# PROBLEM TO SOLVE
In the records that follow, find the line with "Indicate one point per instance of the glass panel"; from there, retype every line exactly through the line with "column 46, row 7.", which also belongs to the answer.

(Excerpts from a dataset)
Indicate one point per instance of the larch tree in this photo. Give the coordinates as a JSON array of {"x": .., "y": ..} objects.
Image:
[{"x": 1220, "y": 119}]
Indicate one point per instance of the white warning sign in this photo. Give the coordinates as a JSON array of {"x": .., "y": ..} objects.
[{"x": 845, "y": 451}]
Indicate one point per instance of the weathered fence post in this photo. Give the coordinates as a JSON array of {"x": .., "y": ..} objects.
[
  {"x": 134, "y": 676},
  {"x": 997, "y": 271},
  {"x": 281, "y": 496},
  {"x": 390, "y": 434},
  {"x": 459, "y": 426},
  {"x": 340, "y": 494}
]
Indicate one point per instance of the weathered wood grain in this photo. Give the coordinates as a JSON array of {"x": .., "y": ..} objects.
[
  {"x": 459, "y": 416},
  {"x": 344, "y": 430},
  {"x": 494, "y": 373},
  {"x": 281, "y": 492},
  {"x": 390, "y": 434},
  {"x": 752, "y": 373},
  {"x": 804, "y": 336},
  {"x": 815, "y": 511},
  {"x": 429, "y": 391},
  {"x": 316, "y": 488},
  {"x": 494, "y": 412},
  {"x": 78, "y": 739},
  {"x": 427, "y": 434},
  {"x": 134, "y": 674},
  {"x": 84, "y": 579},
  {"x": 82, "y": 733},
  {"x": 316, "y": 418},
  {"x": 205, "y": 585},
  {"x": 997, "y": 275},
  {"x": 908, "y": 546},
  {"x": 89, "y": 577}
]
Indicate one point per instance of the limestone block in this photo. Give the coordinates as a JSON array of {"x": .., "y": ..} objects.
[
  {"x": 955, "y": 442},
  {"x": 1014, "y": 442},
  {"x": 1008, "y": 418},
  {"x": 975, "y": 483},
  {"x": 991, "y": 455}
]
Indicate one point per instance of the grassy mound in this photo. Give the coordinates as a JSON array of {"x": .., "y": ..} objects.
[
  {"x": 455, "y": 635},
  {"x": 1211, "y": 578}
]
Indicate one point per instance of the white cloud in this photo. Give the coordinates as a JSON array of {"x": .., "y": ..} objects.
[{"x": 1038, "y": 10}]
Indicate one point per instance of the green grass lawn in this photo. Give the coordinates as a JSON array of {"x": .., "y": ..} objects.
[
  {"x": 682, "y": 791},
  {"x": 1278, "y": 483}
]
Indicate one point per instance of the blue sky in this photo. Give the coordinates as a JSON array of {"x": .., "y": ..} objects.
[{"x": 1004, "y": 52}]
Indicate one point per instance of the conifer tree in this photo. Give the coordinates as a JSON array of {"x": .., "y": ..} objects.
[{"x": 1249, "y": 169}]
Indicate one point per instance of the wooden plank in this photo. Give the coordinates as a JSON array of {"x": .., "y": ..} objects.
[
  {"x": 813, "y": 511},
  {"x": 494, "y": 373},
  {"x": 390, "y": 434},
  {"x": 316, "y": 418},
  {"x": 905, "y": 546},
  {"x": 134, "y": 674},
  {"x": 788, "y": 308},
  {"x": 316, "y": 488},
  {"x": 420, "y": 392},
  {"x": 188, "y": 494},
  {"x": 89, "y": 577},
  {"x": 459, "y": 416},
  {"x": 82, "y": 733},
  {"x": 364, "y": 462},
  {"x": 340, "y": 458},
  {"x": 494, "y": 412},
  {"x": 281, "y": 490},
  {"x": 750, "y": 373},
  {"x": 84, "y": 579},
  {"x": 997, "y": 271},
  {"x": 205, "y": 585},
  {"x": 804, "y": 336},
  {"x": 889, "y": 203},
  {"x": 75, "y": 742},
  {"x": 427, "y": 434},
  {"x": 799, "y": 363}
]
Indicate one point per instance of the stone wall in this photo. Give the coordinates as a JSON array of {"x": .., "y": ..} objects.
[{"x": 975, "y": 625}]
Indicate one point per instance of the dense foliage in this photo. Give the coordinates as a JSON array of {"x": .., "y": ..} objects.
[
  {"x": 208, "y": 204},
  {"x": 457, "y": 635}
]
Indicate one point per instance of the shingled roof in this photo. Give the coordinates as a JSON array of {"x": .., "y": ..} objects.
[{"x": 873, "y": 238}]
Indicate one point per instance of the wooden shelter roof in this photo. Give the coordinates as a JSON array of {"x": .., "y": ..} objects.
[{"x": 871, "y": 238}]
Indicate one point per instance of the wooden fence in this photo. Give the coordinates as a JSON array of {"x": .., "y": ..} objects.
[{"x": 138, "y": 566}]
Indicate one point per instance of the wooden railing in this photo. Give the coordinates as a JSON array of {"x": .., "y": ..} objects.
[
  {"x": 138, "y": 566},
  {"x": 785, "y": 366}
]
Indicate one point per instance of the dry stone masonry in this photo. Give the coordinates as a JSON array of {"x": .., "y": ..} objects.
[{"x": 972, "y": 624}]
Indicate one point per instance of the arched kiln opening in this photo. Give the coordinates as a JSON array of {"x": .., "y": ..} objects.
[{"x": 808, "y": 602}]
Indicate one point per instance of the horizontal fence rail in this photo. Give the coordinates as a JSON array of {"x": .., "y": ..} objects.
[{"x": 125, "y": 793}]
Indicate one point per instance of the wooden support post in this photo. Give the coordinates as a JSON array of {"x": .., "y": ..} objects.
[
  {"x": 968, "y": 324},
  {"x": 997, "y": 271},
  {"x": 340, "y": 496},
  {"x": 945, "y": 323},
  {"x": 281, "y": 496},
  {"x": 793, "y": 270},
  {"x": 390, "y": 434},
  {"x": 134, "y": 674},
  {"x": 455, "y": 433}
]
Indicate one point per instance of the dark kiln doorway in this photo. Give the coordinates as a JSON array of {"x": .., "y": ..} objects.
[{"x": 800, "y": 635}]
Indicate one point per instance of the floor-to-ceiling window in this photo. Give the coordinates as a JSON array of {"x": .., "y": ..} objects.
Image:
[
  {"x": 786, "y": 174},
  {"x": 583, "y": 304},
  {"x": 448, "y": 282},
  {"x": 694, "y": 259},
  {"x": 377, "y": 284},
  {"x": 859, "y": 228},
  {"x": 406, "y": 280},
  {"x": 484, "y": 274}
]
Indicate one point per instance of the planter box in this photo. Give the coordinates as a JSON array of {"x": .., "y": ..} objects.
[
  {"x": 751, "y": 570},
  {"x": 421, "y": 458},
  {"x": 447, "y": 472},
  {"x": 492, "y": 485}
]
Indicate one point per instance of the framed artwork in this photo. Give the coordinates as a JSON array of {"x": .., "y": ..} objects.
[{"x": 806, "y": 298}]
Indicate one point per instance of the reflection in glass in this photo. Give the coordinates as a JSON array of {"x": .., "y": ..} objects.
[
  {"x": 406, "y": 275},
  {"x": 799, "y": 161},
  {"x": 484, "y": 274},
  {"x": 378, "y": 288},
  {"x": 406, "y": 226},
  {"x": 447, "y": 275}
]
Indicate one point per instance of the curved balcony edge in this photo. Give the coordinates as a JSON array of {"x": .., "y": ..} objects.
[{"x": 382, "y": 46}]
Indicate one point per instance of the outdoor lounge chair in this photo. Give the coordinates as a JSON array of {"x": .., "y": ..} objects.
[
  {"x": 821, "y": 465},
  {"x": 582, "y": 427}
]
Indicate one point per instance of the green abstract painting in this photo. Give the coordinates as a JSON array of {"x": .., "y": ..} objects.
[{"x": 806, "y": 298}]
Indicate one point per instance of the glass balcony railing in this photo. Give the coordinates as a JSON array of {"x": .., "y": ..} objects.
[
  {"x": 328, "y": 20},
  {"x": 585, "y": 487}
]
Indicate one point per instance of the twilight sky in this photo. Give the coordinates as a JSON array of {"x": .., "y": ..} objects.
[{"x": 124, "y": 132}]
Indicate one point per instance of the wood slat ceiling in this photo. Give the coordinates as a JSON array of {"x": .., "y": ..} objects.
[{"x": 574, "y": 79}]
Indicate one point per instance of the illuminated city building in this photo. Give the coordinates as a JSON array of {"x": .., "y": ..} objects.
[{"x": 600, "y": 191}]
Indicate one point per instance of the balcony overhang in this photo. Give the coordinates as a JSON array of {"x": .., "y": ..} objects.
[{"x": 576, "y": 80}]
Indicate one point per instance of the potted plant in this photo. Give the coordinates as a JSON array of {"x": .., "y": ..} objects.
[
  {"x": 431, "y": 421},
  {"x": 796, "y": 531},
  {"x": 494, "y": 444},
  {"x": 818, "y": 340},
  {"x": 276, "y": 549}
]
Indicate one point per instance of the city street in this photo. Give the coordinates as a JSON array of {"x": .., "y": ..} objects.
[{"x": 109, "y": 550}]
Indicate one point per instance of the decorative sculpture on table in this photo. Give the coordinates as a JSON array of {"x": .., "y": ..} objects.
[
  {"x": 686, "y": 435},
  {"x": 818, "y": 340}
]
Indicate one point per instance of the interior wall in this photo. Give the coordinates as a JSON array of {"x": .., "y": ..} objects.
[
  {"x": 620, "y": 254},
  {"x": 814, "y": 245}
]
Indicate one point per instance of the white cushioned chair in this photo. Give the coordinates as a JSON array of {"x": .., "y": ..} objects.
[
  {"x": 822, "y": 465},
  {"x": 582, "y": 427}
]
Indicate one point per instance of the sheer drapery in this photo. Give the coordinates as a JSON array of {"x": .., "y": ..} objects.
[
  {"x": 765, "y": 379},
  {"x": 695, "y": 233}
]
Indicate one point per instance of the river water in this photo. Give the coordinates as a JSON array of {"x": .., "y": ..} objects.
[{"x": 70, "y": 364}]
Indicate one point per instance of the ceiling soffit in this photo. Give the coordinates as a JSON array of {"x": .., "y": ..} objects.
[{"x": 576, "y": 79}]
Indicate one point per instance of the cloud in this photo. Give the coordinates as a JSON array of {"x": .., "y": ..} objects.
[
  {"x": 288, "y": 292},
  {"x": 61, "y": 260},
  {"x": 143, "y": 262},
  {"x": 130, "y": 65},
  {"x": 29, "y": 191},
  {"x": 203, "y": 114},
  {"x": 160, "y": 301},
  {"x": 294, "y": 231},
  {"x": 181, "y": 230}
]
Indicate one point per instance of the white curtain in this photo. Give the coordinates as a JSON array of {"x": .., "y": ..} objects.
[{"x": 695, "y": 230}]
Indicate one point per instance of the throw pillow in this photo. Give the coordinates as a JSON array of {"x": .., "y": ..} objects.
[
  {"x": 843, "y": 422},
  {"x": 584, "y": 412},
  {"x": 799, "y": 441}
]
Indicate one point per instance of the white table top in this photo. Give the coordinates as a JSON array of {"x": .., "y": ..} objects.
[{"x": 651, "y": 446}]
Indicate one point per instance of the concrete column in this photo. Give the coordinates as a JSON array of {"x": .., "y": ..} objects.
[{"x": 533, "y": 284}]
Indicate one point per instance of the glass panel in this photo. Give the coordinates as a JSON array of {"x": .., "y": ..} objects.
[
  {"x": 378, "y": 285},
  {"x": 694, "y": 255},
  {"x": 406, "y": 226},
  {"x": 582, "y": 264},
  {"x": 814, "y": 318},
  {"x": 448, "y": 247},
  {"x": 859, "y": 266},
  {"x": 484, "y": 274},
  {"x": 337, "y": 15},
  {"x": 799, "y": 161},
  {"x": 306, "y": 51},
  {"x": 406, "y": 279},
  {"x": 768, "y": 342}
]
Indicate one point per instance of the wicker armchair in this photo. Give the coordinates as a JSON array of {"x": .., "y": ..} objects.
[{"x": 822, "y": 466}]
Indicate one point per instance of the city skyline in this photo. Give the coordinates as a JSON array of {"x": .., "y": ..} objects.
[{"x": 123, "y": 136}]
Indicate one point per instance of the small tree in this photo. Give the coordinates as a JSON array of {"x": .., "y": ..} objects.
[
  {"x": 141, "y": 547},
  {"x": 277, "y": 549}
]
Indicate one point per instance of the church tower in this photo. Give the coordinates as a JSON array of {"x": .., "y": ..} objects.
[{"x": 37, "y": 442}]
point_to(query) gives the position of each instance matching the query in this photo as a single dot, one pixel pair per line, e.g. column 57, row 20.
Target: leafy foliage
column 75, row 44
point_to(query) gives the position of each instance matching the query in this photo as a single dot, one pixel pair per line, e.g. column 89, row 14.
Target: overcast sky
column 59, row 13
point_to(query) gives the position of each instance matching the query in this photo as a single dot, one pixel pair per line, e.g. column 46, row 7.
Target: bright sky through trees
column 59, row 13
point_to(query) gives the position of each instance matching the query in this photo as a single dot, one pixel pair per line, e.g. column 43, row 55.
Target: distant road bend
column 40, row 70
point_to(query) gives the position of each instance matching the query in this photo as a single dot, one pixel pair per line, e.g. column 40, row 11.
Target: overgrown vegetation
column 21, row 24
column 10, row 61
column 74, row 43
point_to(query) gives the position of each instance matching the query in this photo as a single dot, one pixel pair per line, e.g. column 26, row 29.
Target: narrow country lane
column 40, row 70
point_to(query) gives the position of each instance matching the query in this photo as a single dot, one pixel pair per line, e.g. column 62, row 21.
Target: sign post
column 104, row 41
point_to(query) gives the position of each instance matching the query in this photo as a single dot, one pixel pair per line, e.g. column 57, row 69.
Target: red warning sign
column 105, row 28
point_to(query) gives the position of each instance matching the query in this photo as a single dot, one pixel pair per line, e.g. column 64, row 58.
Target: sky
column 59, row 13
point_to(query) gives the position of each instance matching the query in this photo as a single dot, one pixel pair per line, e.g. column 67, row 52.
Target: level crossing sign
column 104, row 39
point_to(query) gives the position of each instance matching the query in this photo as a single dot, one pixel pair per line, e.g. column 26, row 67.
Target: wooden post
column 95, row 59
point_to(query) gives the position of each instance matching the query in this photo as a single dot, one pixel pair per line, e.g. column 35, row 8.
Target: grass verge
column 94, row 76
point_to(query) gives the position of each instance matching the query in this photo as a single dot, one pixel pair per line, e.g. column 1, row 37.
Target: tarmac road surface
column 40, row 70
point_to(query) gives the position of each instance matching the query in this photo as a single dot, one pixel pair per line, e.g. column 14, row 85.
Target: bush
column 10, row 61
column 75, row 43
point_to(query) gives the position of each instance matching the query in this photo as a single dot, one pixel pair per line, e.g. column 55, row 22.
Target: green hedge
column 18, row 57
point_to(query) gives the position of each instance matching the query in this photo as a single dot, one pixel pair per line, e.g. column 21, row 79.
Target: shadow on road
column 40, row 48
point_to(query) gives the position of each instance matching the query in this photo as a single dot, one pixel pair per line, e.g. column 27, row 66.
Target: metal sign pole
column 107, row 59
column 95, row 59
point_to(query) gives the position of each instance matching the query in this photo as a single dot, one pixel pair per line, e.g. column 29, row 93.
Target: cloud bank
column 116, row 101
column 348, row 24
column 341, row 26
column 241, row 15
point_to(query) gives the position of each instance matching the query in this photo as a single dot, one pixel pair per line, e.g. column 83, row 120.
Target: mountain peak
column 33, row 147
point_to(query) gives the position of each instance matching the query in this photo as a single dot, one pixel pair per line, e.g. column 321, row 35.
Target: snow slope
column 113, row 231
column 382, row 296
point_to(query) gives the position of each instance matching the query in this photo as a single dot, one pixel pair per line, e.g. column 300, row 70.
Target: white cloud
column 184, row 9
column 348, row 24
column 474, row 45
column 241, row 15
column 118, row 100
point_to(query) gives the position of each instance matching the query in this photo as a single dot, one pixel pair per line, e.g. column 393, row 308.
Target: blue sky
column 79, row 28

# ANSWER
Indicate one point per instance of the glass panel in this photo. Give the coordinates as a JSON array of {"x": .., "y": ..} objects.
[
  {"x": 378, "y": 285},
  {"x": 694, "y": 255},
  {"x": 406, "y": 226},
  {"x": 582, "y": 264},
  {"x": 814, "y": 318},
  {"x": 448, "y": 247},
  {"x": 859, "y": 266},
  {"x": 484, "y": 274},
  {"x": 337, "y": 15},
  {"x": 799, "y": 161},
  {"x": 306, "y": 51},
  {"x": 406, "y": 279},
  {"x": 768, "y": 342}
]
Indicate one point per instance of the wicker armchair in this photo. Give the coordinates as a JSON array of {"x": .., "y": ..} objects.
[{"x": 822, "y": 466}]
Indicate one point per instance of the city skyline in this photo. Give the coordinates as a JSON array of {"x": .., "y": ..} objects.
[{"x": 123, "y": 136}]
Indicate one point per instance of the small tree in this photo. Give the coordinates as a JSON array of {"x": .., "y": ..} objects.
[
  {"x": 141, "y": 547},
  {"x": 277, "y": 549}
]
Indicate one point per instance of the church tower in this photo. Give the coordinates as a JSON array of {"x": .., "y": ..} objects.
[{"x": 37, "y": 442}]
point_to(query) gives the position of each instance matching the query in this photo as a single dot, one pixel pair per line, e.g. column 57, row 20.
Target: leafy foliage
column 75, row 44
point_to(query) gives the position of each instance matching the query in this photo as a single dot, one pixel pair per line, e.g. column 89, row 14.
Target: overcast sky
column 59, row 13
point_to(query) gives the position of each instance matching the query in this photo as a single dot, one pixel pair per line, e.g. column 46, row 7.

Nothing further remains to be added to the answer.